# THE REQUEST
Copy out the lines of the records verbatim, beginning at the line that contains "[tag] one dot per instance, sample [322,273]." and continuing through the final line of the records.
*** RECORDS FOR THIS TASK ***
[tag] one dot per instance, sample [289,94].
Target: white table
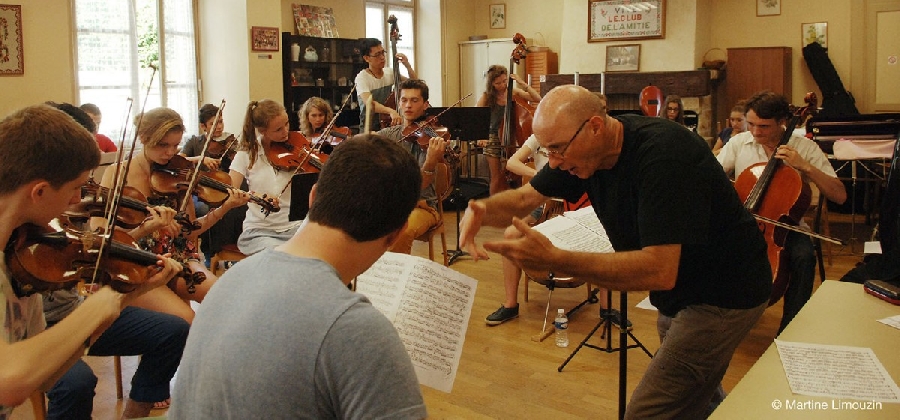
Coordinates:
[837,314]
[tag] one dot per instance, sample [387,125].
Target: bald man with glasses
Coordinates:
[678,228]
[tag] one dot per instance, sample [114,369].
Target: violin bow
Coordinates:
[436,116]
[119,185]
[195,175]
[330,125]
[325,133]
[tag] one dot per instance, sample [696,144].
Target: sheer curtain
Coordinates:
[115,40]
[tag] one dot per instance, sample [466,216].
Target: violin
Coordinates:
[392,99]
[42,259]
[132,209]
[421,133]
[222,149]
[296,154]
[777,193]
[213,187]
[131,213]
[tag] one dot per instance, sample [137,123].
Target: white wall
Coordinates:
[224,68]
[49,63]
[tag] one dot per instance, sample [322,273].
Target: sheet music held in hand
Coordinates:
[578,230]
[429,305]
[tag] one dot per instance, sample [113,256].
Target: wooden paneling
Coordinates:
[751,70]
[683,83]
[540,63]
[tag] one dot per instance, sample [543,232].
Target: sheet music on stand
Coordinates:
[429,305]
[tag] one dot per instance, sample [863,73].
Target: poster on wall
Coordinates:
[625,19]
[12,62]
[314,21]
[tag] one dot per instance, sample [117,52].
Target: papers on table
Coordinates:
[429,305]
[836,371]
[578,230]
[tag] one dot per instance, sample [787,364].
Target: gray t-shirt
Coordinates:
[282,337]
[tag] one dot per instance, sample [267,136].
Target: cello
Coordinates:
[392,99]
[775,191]
[515,127]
***
# COMPLETED TASK
[tag] one dot per instance, sample [322,273].
Target: sheet music held in hand
Coordinates:
[578,230]
[429,305]
[tag] one dot per instance, sample [113,256].
Target: wooden paneling
Coordinates:
[751,70]
[683,83]
[540,63]
[tag] one dot per instance, sample [543,232].
Target: sheet music on stand
Coordinates:
[429,305]
[tag] one dot per instance, sample [863,73].
Target: poster on wall
Coordinates:
[625,19]
[12,62]
[314,21]
[tag] one dot per instance, sample [117,52].
Target: papers on table
Coordinates:
[429,305]
[836,371]
[578,230]
[tag] one dot per instance, sample [787,364].
Target: gray t-shirt
Coordinates:
[282,337]
[tag] one dot per instance, sample [267,136].
Target: cello
Coordinates:
[392,99]
[775,191]
[515,127]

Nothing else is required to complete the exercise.